Rewrite the material below as a numbered list with no blank lines, and leave the pictures out of your answer.

* Begin *

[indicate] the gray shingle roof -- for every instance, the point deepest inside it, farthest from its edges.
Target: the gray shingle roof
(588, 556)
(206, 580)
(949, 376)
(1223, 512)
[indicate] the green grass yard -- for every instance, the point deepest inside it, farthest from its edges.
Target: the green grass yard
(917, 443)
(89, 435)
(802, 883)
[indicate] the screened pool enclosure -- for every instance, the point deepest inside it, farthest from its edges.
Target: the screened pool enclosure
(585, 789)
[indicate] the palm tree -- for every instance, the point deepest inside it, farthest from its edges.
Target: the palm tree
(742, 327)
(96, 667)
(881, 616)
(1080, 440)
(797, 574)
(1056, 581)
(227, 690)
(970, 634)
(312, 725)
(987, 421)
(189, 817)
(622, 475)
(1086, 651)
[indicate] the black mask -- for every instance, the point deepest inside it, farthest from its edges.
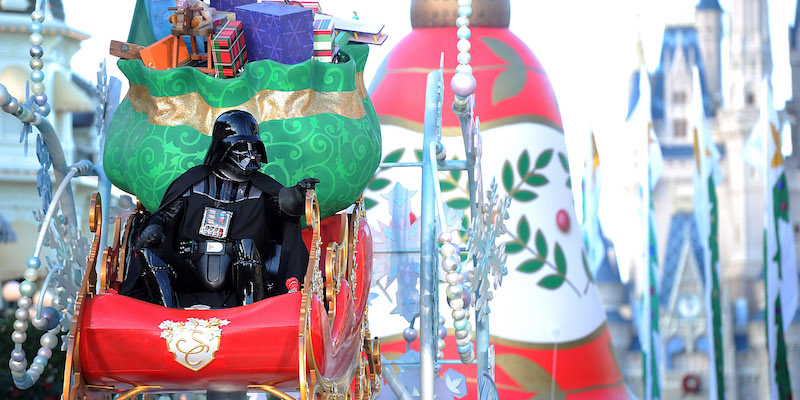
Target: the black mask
(236, 143)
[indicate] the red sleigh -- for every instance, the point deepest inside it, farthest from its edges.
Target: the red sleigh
(314, 342)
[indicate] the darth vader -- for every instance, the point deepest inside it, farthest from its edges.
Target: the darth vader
(225, 233)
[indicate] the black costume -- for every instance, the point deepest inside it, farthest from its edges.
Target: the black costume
(225, 234)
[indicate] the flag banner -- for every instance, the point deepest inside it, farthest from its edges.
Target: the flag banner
(705, 177)
(780, 263)
(592, 235)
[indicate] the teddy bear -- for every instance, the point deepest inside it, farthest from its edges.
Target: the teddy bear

* End *

Answer to the problem:
1. [indicate] the gray shingle roof -- for every instance, the point deepest inside it, farthest from its edges.
2. Target: the gray shingle roof
3. (588, 556)
4. (206, 580)
5. (949, 376)
6. (1223, 512)
7. [indicate] the green grass yard -- for every instance, the point deepest inside it, farthest from its edges.
8. Target: the green grass yard
9. (917, 443)
10. (89, 435)
11. (802, 883)
12. [indicate] the screened pool enclosure -- for every instance, the point deepest inside it, farthest from its edges.
13. Target: the screened pool enclosure
14. (585, 789)
15. [indicate] the palm tree -- for every instance, the point deepest inside it, farthest from its edges.
16. Target: the palm tree
17. (742, 327)
18. (96, 667)
19. (881, 616)
20. (1080, 440)
21. (797, 574)
22. (1056, 581)
23. (227, 690)
24. (970, 634)
25. (312, 725)
26. (987, 421)
27. (189, 817)
28. (622, 475)
29. (1086, 651)
30. [indicate] the black mask -- for every instance, the point deepest inside it, farthest from its edges.
31. Target: the black mask
32. (236, 143)
33. [indicate] the red sleigh -- for every instance, the point deepest inside it, farthest from its edges.
34. Target: the red sleigh
35. (314, 342)
36. [indicate] the darth vader -- for every instance, the point deepest inside it, farthest from its edges.
37. Target: the darth vader
38. (225, 233)
39. [indicate] the black costume -- for every instance, the point deepest inside it, farthest from its edges.
40. Target: the black costume
41. (225, 234)
42. [indicate] the flag banner -- for every instance, the point deepest inside it, farthest from its edges.
43. Target: the flag banner
44. (705, 177)
45. (780, 263)
46. (592, 235)
47. [indicate] the teddy bear -- for every instance, the point deepest inside it, farthest from its edges.
48. Target: the teddy bear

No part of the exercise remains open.